>>

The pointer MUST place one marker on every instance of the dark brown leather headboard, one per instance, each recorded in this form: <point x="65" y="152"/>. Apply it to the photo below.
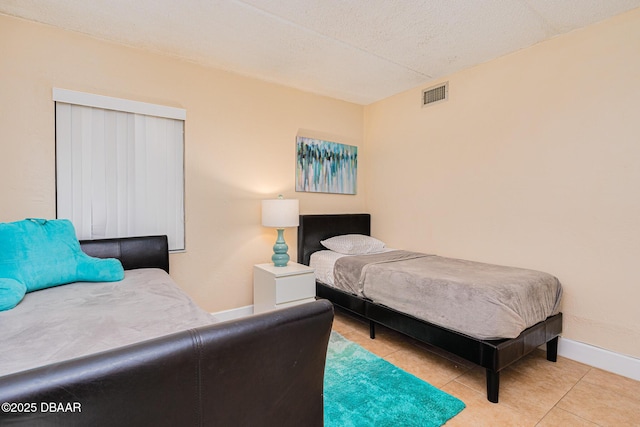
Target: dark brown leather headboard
<point x="133" y="252"/>
<point x="314" y="228"/>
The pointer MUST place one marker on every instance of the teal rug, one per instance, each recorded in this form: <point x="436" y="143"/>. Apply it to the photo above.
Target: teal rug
<point x="361" y="389"/>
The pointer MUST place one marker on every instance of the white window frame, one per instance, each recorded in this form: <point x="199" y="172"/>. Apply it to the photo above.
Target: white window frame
<point x="140" y="112"/>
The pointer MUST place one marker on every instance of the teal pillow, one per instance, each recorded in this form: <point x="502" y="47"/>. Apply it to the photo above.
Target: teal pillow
<point x="11" y="293"/>
<point x="39" y="254"/>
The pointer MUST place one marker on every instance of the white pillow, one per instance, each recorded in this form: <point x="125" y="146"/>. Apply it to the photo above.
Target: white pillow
<point x="353" y="244"/>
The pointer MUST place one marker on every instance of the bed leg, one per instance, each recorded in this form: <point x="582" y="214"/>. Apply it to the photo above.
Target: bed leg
<point x="552" y="350"/>
<point x="493" y="385"/>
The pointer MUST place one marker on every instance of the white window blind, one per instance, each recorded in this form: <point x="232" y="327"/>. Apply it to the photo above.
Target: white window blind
<point x="119" y="173"/>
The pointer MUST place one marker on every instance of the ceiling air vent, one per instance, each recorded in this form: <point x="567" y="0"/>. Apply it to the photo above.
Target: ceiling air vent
<point x="435" y="94"/>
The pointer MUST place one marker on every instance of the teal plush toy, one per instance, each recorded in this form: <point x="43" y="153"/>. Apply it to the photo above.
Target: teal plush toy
<point x="37" y="254"/>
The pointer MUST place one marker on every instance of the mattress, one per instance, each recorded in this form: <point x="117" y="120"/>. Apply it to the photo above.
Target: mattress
<point x="484" y="301"/>
<point x="64" y="322"/>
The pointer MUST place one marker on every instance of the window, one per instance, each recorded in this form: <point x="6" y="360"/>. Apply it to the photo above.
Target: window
<point x="119" y="167"/>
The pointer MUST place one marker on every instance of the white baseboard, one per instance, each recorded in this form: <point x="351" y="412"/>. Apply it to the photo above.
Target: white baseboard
<point x="234" y="313"/>
<point x="600" y="358"/>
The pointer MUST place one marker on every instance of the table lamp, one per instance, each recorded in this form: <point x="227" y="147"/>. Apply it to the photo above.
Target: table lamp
<point x="280" y="213"/>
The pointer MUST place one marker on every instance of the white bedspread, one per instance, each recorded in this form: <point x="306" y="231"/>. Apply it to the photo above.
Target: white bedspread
<point x="78" y="319"/>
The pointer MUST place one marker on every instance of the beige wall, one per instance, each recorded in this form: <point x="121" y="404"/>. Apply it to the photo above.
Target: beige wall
<point x="239" y="145"/>
<point x="534" y="162"/>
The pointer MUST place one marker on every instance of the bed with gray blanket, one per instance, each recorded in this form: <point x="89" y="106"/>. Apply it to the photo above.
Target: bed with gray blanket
<point x="490" y="315"/>
<point x="139" y="352"/>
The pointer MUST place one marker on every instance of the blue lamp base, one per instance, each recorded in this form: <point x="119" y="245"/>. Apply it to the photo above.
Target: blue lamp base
<point x="280" y="257"/>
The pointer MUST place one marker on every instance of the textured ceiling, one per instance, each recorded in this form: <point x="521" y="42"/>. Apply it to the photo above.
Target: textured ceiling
<point x="360" y="50"/>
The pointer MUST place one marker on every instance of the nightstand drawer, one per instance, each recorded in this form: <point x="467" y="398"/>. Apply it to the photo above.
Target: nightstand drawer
<point x="293" y="288"/>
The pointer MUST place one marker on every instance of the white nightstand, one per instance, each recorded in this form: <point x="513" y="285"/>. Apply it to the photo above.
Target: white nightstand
<point x="280" y="287"/>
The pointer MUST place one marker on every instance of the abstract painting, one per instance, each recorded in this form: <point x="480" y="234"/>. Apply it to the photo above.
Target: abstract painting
<point x="326" y="167"/>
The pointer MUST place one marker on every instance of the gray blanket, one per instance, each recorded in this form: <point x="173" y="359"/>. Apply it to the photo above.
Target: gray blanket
<point x="481" y="300"/>
<point x="56" y="324"/>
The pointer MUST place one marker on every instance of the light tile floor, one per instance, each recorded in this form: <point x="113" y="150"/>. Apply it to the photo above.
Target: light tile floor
<point x="533" y="391"/>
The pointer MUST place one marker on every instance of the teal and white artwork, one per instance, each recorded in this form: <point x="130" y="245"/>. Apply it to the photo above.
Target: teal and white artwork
<point x="326" y="167"/>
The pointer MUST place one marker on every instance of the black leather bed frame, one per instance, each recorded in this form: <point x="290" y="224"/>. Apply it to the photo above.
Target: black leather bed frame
<point x="493" y="355"/>
<point x="224" y="374"/>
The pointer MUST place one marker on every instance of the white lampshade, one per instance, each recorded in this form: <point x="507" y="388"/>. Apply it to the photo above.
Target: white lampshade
<point x="280" y="213"/>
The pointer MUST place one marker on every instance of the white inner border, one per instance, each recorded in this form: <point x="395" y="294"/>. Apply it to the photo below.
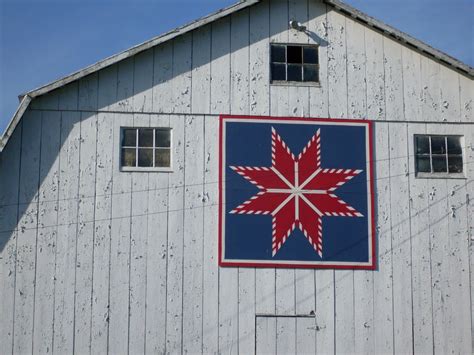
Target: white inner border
<point x="296" y="121"/>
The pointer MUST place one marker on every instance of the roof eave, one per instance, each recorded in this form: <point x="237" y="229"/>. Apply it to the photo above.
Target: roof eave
<point x="25" y="101"/>
<point x="140" y="48"/>
<point x="402" y="37"/>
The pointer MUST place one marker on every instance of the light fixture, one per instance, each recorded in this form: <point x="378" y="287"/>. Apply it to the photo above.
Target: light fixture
<point x="296" y="25"/>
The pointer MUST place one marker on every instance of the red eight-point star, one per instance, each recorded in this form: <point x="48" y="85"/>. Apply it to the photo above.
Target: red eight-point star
<point x="296" y="192"/>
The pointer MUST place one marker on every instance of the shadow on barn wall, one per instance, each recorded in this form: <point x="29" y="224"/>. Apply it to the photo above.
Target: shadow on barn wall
<point x="159" y="80"/>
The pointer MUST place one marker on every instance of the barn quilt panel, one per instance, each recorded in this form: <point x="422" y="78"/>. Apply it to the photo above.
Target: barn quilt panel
<point x="296" y="193"/>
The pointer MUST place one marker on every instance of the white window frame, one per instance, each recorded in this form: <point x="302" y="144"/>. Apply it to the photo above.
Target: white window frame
<point x="290" y="82"/>
<point x="143" y="168"/>
<point x="440" y="175"/>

<<

Swap "marker" for "dot" throughout the rows above and write all of them out again with nothing else changed. Omit the pictures from your answer.

Exercise solution:
The pointer MUST place one dot on every instance of the dark brown leather headboard, one per instance, each recorded in this form: <point x="65" y="152"/>. Apply it to the photo below.
Target: dark brown leather headboard
<point x="133" y="252"/>
<point x="314" y="228"/>
The pointer MUST place one dot on every instance of the teal rug, one per instance, each recorded in this form: <point x="436" y="143"/>. Apply it to the photo above.
Target: teal rug
<point x="361" y="389"/>
The pointer MUST place one dot on every instance of the white window frame, one per instance, each recorded in this form: <point x="199" y="172"/>. Apply it to the photo above.
Target: white window frame
<point x="140" y="112"/>
The pointer MUST place one dot on every instance of the teal pillow, one per instance, each recorded in this form: <point x="502" y="47"/>. Apply it to the photo above.
Target: teal pillow
<point x="11" y="293"/>
<point x="39" y="254"/>
The pointer MUST place one dot on every instance of the white pillow, one per instance, each recorded in this form: <point x="125" y="146"/>. Apply it to the photo above.
Target: white pillow
<point x="353" y="244"/>
The pointer MUST place one dot on every instance of the bed leg, one per instance, each recorded in this form: <point x="582" y="214"/>. Apply it to the photo above.
Target: bed leg
<point x="552" y="350"/>
<point x="493" y="385"/>
The pointer MUST place one dot on every instance of the white window blind, one per instance, each recorded in this form: <point x="232" y="327"/>. Apply it to the photo above.
Target: white window blind
<point x="119" y="173"/>
The pointer MUST place one dot on every instance of the ceiling air vent, one per instance, each recorded in this form: <point x="567" y="0"/>. Apply it to the photo above.
Target: ceiling air vent
<point x="435" y="94"/>
The pointer MUST place one dot on every instance of the teal plush toy, one per instance, each recorded in this form: <point x="43" y="153"/>. Apply it to the photo above.
Target: teal plush toy
<point x="37" y="254"/>
The pointer MUST place one dot on every instance of the mattress, one per instance, each recorded in this form: <point x="117" y="120"/>. Apply it to the photo above.
Target: mattress
<point x="484" y="301"/>
<point x="64" y="322"/>
The pointer MUST place one dot on every instance of the window, one per instance, each recorded in this form: <point x="6" y="360"/>. Apply it to the photo above.
Target: window
<point x="119" y="167"/>
The pointer MUST place one dot on every instance of the white baseboard, one per instance, each recorded in this form: <point x="351" y="412"/>. Apply it to the photo above.
Target: white baseboard
<point x="234" y="313"/>
<point x="600" y="358"/>
The pointer MUST place one dot on every instance of the table lamp, one per instance, each recorded in this form: <point x="227" y="147"/>. Apply it to the photo above.
Target: table lamp
<point x="280" y="213"/>
The pointer MUST place one dot on every instance of the white bedspread, one per instance, each recorded in this form: <point x="306" y="231"/>. Apply it to the photo above.
Target: white bedspread
<point x="78" y="319"/>
The pointer MUST place one dot on every instance of the beige wall, one per instance, each recorded in this form: <point x="121" y="404"/>. Apply it to the photo above.
Target: beige wall
<point x="239" y="145"/>
<point x="534" y="162"/>
The pointer MUST place one dot on every instance of the bed with gray blanket, one per instance, each recorded in this form: <point x="89" y="106"/>. Apply it to the photo above.
Target: bed with gray blanket
<point x="490" y="315"/>
<point x="139" y="352"/>
The pointer MUST place one dot on every instance of the blue lamp base, one per instance, each recorded in this form: <point x="119" y="245"/>. Apply it to the photo above.
Target: blue lamp base
<point x="280" y="257"/>
The pointer MUST place one dot on every instance of the textured ceiling, one per instance, each recorded in this form: <point x="521" y="42"/>. Apply it to the photo above.
Target: textured ceiling
<point x="360" y="50"/>
The pointer MUST place one dot on every instance of the nightstand drawer, one per instance, each recorded in this form: <point x="467" y="398"/>. Apply it to the photo above.
Target: nightstand drawer
<point x="293" y="288"/>
The pointer MUST place one dot on every instance of the white nightstand, one per instance, each recorded in this form: <point x="513" y="285"/>. Apply it to the photo above.
Target: white nightstand
<point x="280" y="287"/>
The pointer MUST place one dot on every instance of the abstract painting, one per instance, each recorded in this form: <point x="480" y="234"/>. Apply it to the photo above.
Target: abstract painting
<point x="326" y="167"/>
The pointer MUST place one dot on every instance of the gray blanket, one per instance, each recorded in this form: <point x="173" y="359"/>. Apply it to the photo above.
Target: gray blanket
<point x="481" y="300"/>
<point x="56" y="324"/>
The pointer MUST place one dot on every instance of the light tile floor, one per instance, each recorded in this form: <point x="113" y="150"/>. Apply it to the photo above.
Target: light tile floor
<point x="533" y="391"/>
The pointer MUST place one dot on every instance of the teal and white artwork, one per instance, each recorded in this form: <point x="130" y="245"/>. Apply it to the photo above.
Target: teal and white artwork
<point x="326" y="167"/>
The pointer MUST place one dot on every instance of the black leather bed frame, one per instance, each recorded in this form: <point x="290" y="224"/>. Apply it to the photo above.
Target: black leather bed frame
<point x="493" y="355"/>
<point x="224" y="374"/>
The pointer MUST place one dot on every instance of the white lampshade, one per instance, each recorded in this form: <point x="507" y="388"/>. Apply it to the photo above.
Target: white lampshade
<point x="280" y="213"/>
The pointer MUST place one dot on every instance of the white inner border, one per instance, each recorded in this form: <point x="395" y="294"/>. Apply it to the photo below.
Target: white inner border
<point x="296" y="121"/>
The pointer MUST place one dot on every instance of the roof eave, one per instance, each recorded in this form: <point x="237" y="229"/>. Apply it to the photo above.
Target: roof eave
<point x="25" y="101"/>
<point x="140" y="48"/>
<point x="402" y="37"/>
The pointer MUST place one dot on every instance of the light fixture, one per instance, each recorded in this form: <point x="378" y="287"/>. Apply it to the photo above.
Target: light fixture
<point x="296" y="25"/>
The pointer MUST place one dot on every instance of the red eight-point star, one per instance, each recorded in this form: <point x="48" y="85"/>. Apply it to the photo above.
Target: red eight-point star
<point x="296" y="192"/>
The pointer MUST place one dot on every instance of the shadow on barn wall, one per instance, each recorded in this form: <point x="29" y="224"/>. Apply it to the photo above.
Target: shadow on barn wall
<point x="159" y="80"/>
The pointer MUST place one dot on every instance of the barn quilt panel, one per instance, each recorded in this form: <point x="422" y="78"/>. Apply it to the photo above.
Target: barn quilt panel
<point x="296" y="193"/>
The pointer MUST place one dot on every instance of the white window frame, one per instance, each recorded in this form: <point x="302" y="144"/>. Apply it to the photo above.
Target: white window frame
<point x="290" y="82"/>
<point x="143" y="168"/>
<point x="440" y="175"/>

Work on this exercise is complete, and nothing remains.